*Task requirements*
What is needed here is an exact copy of every record below.

(Stored data)
========================================

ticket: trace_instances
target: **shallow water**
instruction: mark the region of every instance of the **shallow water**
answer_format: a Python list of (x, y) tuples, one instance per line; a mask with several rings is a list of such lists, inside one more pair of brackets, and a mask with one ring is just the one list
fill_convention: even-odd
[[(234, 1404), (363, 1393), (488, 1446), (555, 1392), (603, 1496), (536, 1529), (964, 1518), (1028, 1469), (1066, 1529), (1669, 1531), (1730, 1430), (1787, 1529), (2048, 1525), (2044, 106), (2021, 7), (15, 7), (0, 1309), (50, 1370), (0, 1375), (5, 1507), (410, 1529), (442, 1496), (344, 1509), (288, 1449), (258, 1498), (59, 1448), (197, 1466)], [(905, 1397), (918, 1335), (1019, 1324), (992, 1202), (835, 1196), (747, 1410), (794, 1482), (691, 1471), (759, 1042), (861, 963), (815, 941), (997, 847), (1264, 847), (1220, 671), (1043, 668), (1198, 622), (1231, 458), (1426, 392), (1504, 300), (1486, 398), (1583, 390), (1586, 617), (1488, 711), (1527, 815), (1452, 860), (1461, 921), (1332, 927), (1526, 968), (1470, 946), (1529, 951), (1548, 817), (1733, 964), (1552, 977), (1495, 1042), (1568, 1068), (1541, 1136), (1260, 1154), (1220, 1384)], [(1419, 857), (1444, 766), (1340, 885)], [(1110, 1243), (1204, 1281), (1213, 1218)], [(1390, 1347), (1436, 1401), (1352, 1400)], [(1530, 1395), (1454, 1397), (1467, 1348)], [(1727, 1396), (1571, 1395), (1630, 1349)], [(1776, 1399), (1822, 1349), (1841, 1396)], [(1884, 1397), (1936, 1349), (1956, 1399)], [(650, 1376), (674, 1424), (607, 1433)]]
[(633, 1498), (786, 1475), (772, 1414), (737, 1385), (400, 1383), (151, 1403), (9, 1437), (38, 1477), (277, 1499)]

========================================

*Written solution*
ticket: trace_instances
target: **shallow water**
instruction: mark the region of every instance of the **shallow water**
answer_format: a Python list of (x, y) tuples, one instance per line; a mask with several rings is a list of such lists, inside one more pair of brackets, and a mask with one ring is just the one list
fill_convention: even-odd
[[(234, 1404), (363, 1393), (488, 1446), (555, 1392), (603, 1496), (536, 1529), (964, 1518), (1028, 1469), (1066, 1529), (1669, 1531), (1730, 1430), (1787, 1529), (2048, 1525), (2044, 106), (2021, 7), (15, 7), (0, 1309), (50, 1370), (0, 1375), (5, 1507), (410, 1529), (442, 1496), (344, 1509), (288, 1449), (258, 1498), (59, 1448), (197, 1466)], [(905, 1397), (918, 1335), (1019, 1324), (992, 1202), (835, 1196), (747, 1410), (794, 1482), (691, 1471), (759, 1042), (861, 963), (815, 941), (997, 847), (1264, 847), (1220, 671), (1043, 668), (1198, 622), (1231, 458), (1426, 392), (1504, 300), (1486, 398), (1583, 390), (1586, 617), (1488, 711), (1527, 815), (1452, 860), (1461, 921), (1332, 927), (1526, 968), (1470, 946), (1529, 951), (1548, 817), (1733, 964), (1552, 977), (1495, 1042), (1568, 1068), (1541, 1136), (1260, 1154), (1220, 1384)], [(1419, 857), (1444, 766), (1340, 885)], [(1110, 1243), (1204, 1281), (1213, 1218)], [(1390, 1347), (1436, 1401), (1352, 1400)], [(1530, 1395), (1454, 1397), (1467, 1348)], [(1727, 1396), (1571, 1395), (1630, 1349)], [(1776, 1399), (1822, 1349), (1841, 1396)], [(1884, 1397), (1936, 1349), (1956, 1399)], [(650, 1376), (674, 1424), (607, 1433)]]
[(633, 1498), (786, 1475), (772, 1414), (737, 1385), (400, 1383), (151, 1403), (9, 1437), (38, 1477), (277, 1499)]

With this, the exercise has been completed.